DATA section start
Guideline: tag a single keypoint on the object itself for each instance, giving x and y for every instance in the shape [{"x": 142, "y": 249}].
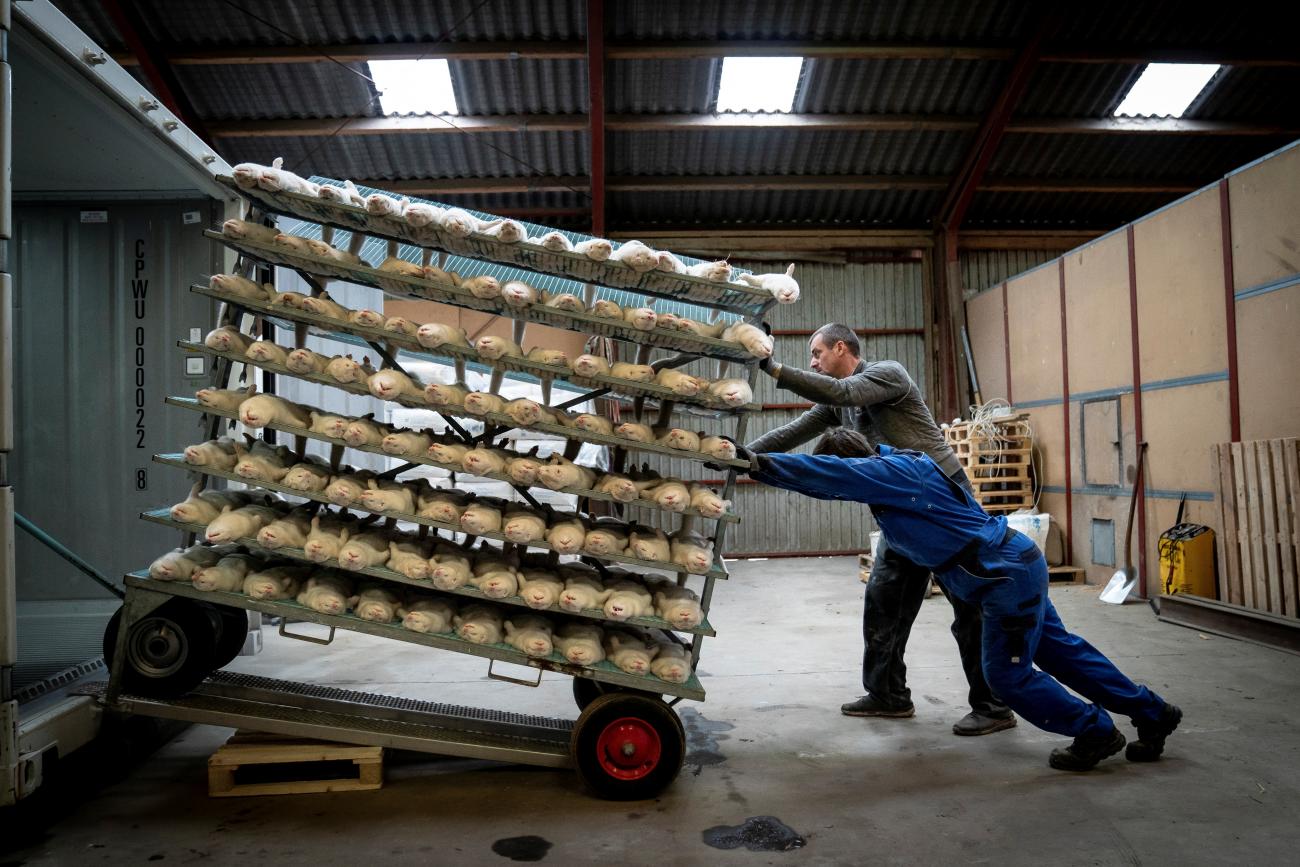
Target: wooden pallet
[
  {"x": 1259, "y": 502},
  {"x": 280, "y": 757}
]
DATA section end
DATA section start
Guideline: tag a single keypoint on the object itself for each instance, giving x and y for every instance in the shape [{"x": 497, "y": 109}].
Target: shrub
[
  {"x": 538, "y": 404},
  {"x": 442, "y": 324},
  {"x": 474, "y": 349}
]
DATA section end
## [TASK]
Search the entries for the word "single" and pick out every line that holds it.

## [EXERCISE OUTPUT]
Guideline: tag a single keypoint on the object itself for each instance, giving x and y for every instance in the shape [{"x": 142, "y": 249}].
Guideline: tag a single keypoint on the object itself for each instance, giving x and y for every instance in the shape [{"x": 497, "y": 109}].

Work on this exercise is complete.